Objective: In the part that opens with the line containing "the sweater cuff" and closes with the line containing "(1035, 656)", rename "pointer" to "marker" and give those lines back with nothing else changed.
* start Record set *
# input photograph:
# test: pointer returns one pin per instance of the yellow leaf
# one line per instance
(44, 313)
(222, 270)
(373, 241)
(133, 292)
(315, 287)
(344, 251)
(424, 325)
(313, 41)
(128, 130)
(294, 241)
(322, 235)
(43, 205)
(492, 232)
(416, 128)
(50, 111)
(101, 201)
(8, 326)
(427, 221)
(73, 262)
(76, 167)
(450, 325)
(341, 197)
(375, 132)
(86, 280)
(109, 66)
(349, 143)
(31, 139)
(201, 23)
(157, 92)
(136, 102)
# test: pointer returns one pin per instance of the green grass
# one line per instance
* end Record set *
* start Record set *
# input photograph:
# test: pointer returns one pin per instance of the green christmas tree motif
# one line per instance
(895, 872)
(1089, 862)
* end Record set *
* start Record set *
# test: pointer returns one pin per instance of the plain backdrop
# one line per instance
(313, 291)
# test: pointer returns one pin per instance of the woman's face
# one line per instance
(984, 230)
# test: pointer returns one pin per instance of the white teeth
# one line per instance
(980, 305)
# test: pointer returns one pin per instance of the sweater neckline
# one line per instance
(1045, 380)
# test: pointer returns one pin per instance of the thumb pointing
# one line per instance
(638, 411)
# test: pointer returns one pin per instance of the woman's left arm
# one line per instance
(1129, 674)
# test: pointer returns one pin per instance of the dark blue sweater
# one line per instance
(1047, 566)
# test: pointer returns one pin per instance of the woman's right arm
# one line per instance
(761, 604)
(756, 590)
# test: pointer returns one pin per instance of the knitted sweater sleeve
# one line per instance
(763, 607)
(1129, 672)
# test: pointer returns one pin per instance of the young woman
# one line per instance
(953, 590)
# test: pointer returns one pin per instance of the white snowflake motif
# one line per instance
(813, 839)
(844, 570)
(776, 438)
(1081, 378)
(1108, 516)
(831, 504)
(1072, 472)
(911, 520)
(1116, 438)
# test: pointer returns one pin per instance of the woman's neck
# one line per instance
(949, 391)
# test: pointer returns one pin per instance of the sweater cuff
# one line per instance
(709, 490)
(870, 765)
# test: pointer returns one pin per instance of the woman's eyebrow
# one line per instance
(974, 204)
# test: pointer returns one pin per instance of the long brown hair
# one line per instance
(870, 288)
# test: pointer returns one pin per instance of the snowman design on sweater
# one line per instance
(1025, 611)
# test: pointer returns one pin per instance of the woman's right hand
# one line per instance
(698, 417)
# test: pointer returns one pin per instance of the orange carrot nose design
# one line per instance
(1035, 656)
* end Record set *
Full answer:
# test: marker returns one pin per instance of the sweater cuff
# one line per instance
(709, 490)
(870, 765)
# test: marker returns one pin per instance of the woman's eyebrow
# one line per instance
(974, 204)
# test: marker returns one pin per instance of the long brown hair
# one line per instance
(870, 288)
# test: marker returns one pin per instance of the snowman design on sweater
# one line per instance
(1025, 611)
# test: marker returns one pin per instance of the woman's right hand
# one line per instance
(698, 417)
# test: marker returns one pin per instance of the orange carrot nose design
# one line per instance
(1035, 656)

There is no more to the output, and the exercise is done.